begin Records shown

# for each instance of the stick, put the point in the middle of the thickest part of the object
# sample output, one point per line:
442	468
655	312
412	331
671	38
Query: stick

end Records shown

**Task to carry out**
Write down each of the lines above verbatim, in the same order.

**Answer**
# for each instance of the stick, put the point in the middle of the thickest part of the object
# sample output, one point per line:
442	468
655	312
412	331
671	38
Query: stick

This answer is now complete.